Given task:
Display every line below that contains the string "cloud". Letter case must match.

Data in this exercise:
......
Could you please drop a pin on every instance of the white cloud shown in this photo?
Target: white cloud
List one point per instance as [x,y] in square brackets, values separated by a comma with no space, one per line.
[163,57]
......
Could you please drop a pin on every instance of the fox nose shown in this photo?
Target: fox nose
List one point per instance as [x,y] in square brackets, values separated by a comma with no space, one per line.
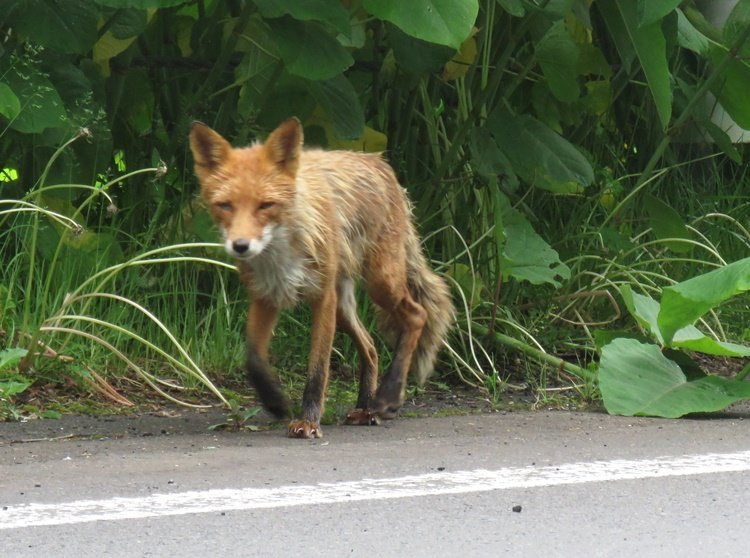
......
The answer:
Could you please drop a pin on every instance of the white cloud shown in this photo?
Target: white cloud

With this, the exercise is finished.